• **Exercise input**
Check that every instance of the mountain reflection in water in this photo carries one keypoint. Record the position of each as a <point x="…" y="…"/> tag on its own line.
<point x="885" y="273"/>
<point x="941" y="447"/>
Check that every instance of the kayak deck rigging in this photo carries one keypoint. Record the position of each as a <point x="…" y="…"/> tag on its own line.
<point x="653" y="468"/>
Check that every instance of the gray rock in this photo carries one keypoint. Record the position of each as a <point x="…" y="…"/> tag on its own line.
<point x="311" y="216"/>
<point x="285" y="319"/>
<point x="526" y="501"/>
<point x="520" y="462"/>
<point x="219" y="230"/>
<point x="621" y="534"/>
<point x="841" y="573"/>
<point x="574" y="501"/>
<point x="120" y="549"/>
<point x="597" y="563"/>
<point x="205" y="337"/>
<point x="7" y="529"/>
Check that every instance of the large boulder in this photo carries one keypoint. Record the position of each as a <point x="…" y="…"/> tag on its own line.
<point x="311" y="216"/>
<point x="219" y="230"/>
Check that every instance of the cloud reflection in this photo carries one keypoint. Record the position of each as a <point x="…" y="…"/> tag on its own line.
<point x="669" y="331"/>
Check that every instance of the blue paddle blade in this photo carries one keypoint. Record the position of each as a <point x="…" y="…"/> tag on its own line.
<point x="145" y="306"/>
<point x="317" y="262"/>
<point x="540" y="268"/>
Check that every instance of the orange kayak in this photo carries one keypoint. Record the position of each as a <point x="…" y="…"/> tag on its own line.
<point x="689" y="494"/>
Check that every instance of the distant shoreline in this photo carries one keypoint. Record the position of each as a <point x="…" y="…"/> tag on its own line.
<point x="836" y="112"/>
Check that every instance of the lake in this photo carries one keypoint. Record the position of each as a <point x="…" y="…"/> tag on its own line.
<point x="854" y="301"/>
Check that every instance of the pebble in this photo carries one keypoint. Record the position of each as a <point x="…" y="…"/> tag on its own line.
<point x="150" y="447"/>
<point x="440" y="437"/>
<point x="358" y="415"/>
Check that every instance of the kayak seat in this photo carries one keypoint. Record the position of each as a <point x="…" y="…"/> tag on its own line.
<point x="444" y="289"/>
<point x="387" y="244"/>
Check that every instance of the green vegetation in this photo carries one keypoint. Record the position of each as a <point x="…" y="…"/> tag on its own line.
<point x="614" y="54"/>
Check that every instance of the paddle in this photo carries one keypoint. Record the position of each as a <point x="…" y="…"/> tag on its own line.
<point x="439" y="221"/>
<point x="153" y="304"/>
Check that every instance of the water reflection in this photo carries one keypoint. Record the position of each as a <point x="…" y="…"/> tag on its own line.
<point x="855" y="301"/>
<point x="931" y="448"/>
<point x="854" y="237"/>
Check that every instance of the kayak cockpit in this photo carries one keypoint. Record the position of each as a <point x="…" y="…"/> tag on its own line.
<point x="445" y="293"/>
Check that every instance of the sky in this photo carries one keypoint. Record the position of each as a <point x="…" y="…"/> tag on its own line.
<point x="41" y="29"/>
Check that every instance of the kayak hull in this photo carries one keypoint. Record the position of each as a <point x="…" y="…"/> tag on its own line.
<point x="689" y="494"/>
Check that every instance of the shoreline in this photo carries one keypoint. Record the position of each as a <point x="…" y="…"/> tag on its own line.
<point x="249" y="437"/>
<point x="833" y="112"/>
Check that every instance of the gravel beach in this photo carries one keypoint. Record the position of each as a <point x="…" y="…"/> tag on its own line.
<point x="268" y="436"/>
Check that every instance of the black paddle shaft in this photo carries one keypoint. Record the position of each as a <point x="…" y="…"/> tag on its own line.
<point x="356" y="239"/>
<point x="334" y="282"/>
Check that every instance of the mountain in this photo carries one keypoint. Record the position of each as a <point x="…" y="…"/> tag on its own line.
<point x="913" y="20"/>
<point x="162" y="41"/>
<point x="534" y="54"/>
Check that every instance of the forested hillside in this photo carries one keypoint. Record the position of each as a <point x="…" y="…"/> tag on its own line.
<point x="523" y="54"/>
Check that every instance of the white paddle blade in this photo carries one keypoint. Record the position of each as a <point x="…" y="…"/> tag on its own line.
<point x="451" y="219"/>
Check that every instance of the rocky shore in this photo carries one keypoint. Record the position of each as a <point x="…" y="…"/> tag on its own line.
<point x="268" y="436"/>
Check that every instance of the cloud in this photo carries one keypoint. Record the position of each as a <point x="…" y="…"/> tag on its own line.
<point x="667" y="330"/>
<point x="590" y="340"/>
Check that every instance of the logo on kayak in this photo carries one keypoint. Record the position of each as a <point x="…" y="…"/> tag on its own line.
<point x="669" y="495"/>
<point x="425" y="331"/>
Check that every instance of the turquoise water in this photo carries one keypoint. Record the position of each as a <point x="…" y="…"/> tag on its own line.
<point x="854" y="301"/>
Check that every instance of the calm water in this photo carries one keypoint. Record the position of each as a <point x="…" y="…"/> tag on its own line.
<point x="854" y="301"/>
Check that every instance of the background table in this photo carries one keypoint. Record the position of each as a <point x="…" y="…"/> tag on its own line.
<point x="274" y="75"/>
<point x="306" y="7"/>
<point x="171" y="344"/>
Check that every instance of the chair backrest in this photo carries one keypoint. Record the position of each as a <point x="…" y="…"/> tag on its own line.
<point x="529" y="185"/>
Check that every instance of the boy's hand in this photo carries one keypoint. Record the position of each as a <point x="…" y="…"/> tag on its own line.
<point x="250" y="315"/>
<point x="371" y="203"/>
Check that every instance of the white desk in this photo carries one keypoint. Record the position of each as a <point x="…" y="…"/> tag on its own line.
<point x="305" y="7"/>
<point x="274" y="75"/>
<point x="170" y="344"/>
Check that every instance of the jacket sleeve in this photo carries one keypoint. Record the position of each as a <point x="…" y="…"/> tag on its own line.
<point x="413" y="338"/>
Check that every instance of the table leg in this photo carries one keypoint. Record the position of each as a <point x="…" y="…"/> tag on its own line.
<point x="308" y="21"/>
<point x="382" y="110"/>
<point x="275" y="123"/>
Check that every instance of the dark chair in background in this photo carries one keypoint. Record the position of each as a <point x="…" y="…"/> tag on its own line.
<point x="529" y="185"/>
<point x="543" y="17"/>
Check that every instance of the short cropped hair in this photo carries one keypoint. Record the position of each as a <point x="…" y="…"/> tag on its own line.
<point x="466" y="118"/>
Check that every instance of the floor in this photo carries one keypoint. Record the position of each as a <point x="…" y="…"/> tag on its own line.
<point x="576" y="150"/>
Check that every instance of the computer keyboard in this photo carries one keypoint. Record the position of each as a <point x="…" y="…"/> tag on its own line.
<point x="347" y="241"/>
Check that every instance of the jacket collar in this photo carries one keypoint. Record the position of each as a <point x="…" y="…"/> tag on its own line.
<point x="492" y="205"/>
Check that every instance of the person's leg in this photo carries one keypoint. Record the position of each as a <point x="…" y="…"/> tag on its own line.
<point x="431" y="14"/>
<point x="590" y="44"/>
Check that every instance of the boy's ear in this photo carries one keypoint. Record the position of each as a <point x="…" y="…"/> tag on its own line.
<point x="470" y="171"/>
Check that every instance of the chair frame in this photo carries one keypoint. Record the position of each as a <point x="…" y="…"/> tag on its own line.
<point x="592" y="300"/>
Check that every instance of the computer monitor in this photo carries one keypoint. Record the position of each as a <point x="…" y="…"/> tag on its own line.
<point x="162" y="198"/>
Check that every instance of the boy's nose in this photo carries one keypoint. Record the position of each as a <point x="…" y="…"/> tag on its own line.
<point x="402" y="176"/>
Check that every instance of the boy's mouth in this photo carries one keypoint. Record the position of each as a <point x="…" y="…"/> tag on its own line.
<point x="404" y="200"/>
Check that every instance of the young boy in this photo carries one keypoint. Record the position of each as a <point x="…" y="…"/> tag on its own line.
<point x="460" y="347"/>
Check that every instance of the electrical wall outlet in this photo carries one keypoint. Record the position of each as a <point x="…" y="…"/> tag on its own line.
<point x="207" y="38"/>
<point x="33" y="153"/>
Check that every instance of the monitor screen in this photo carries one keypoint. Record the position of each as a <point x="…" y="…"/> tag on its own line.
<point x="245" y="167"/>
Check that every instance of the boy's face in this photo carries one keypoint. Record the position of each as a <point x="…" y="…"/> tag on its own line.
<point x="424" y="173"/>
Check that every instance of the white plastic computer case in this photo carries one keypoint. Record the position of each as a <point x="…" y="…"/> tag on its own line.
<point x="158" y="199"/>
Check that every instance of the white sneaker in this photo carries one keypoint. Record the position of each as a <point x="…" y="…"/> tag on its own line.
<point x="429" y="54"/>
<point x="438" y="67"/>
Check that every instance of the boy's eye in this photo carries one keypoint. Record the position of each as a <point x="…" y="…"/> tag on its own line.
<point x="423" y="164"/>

• **Required work**
Quote, without any change, each line from the one that contains "Check that every instance of the electrical" through the end of the material.

• **Output below**
Check that every instance of the electrical wall outlet in this photo carries one keypoint. Record the position of each as a <point x="…" y="…"/> tag on its own line.
<point x="207" y="38"/>
<point x="33" y="153"/>
Check that every instance of the monitor screen in this photo carries one keypoint. Record the position of each as a <point x="…" y="…"/> tag on its own line.
<point x="245" y="167"/>
Check that every instance of the boy's face in this photo carries one keypoint. Record the position of each as a <point x="…" y="…"/> tag on its own line.
<point x="424" y="173"/>
Check that every instance of the white plastic computer case in this photo carries one keypoint. Record the position of each as a <point x="…" y="…"/> tag on its own line.
<point x="158" y="199"/>
Check that every instance of the white sneaker in this photo carries one keypoint. Record the position of each as a <point x="…" y="…"/> tag on its own line.
<point x="429" y="54"/>
<point x="438" y="67"/>
Check that every instance of the boy's eye in this photo carries one keypoint. Record the position of each as a <point x="…" y="…"/> tag on its own line.
<point x="423" y="164"/>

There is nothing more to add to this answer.